#### Prompt
Copy the rows below, changing every "a pin per instance" to "one point for each" and leaving everything else the same.
──────── Task data ────────
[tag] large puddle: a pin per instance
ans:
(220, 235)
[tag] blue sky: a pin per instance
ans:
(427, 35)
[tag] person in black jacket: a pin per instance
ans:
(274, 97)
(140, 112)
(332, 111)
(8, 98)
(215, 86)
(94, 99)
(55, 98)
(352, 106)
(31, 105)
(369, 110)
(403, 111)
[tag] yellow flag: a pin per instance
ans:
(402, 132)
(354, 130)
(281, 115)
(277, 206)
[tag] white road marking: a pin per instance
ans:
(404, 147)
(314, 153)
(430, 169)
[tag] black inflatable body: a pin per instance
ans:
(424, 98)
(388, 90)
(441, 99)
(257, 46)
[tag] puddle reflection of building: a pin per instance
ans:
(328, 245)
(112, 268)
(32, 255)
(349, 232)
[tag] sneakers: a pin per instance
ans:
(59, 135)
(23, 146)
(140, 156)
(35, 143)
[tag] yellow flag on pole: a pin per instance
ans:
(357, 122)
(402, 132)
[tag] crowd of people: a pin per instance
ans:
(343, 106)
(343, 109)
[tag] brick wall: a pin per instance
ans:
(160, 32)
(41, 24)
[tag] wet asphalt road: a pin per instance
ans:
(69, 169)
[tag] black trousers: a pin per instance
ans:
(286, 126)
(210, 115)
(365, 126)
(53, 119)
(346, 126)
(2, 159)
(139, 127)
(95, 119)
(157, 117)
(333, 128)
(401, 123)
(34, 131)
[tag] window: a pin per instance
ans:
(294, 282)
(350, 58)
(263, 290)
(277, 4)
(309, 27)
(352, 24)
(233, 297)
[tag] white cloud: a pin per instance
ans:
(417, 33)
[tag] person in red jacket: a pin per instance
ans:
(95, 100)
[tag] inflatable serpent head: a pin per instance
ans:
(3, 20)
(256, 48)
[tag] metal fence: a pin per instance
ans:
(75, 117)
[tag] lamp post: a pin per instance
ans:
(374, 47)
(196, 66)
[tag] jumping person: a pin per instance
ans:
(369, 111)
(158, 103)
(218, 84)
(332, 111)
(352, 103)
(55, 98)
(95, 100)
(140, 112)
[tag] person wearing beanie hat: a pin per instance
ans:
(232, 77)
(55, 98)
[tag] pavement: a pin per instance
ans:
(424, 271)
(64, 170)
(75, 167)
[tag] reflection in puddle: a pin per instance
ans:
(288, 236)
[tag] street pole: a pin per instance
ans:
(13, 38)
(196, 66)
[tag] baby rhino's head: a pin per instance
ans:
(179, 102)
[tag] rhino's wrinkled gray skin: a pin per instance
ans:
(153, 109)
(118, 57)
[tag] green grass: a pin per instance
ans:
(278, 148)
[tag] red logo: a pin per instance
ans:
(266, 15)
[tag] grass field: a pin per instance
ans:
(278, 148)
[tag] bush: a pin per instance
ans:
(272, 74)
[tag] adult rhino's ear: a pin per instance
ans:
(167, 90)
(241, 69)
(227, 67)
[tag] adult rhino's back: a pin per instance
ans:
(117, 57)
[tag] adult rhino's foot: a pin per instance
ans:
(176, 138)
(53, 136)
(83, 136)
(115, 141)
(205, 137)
────────
#### The completed task
[tag] large puddle: one point for each
ans:
(220, 235)
[tag] blue sky: one point for each
ans:
(427, 35)
[tag] person in black jacket: one point for each
ans:
(274, 97)
(140, 112)
(332, 111)
(8, 98)
(215, 86)
(94, 99)
(55, 98)
(352, 106)
(31, 105)
(369, 110)
(403, 111)
[tag] yellow flag: one point for each
ans:
(402, 132)
(354, 130)
(281, 115)
(277, 206)
[tag] white road marking: one point for each
ans:
(404, 147)
(314, 153)
(430, 169)
[tag] black inflatable body: one point for each
ans:
(424, 98)
(388, 90)
(441, 99)
(257, 46)
[tag] puddle reflection of building: one point for each
ans:
(328, 245)
(112, 268)
(32, 255)
(349, 232)
[tag] sneakers: one point for each
ans:
(59, 135)
(23, 146)
(140, 156)
(35, 143)
[tag] yellow flag on pole: one point for each
ans:
(357, 122)
(402, 132)
[tag] crowd of people: one point for each
ans:
(343, 106)
(343, 109)
[tag] brick wall: one point for each
ans:
(160, 32)
(41, 24)
[tag] wet asphalt road: one point for each
ans:
(69, 169)
[tag] black trousers: one point for each
ans:
(286, 126)
(210, 115)
(365, 126)
(53, 119)
(346, 126)
(2, 159)
(139, 127)
(95, 119)
(157, 117)
(333, 128)
(401, 123)
(34, 131)
[tag] window: one point for each
ans:
(294, 282)
(350, 58)
(263, 290)
(277, 4)
(309, 27)
(352, 24)
(233, 297)
[tag] white cloud: one point for each
ans:
(417, 33)
[tag] person in red jacket: one point for each
ans:
(95, 100)
[tag] inflatable serpent head: one point for each
ans:
(3, 20)
(256, 48)
[tag] metal fence: one point for each
ans:
(75, 117)
[tag] lamp post: one point for each
ans:
(374, 47)
(196, 66)
[tag] jumping person: one point for each
ans:
(369, 111)
(158, 103)
(218, 84)
(332, 111)
(352, 103)
(55, 98)
(95, 100)
(140, 112)
[tag] person wearing beanie hat: one point for each
ans:
(232, 77)
(55, 98)
[tag] pavement: one point for each
ans:
(424, 271)
(64, 170)
(75, 167)
[tag] reflection in puddle: one point for each
ans:
(288, 236)
[tag] street pole: one point for each
ans:
(13, 38)
(196, 66)
[tag] baby rhino's head: one point for each
ans:
(179, 102)
[tag] rhino's wrinkled gray skin: one point for each
ans:
(153, 109)
(118, 57)
[tag] green grass: one point for each
ans:
(278, 148)
[tag] red logo: one point for each
ans:
(266, 15)
[tag] grass field: one point for each
ans:
(278, 148)
[tag] bush: one point for each
ans:
(272, 74)
[tag] adult rhino's ear: one point for each
ans:
(167, 90)
(241, 69)
(227, 67)
[tag] adult rhino's back: one point for each
ans:
(117, 57)
[tag] adult rhino's foot: one point for each
ans:
(176, 138)
(53, 136)
(83, 136)
(115, 141)
(205, 137)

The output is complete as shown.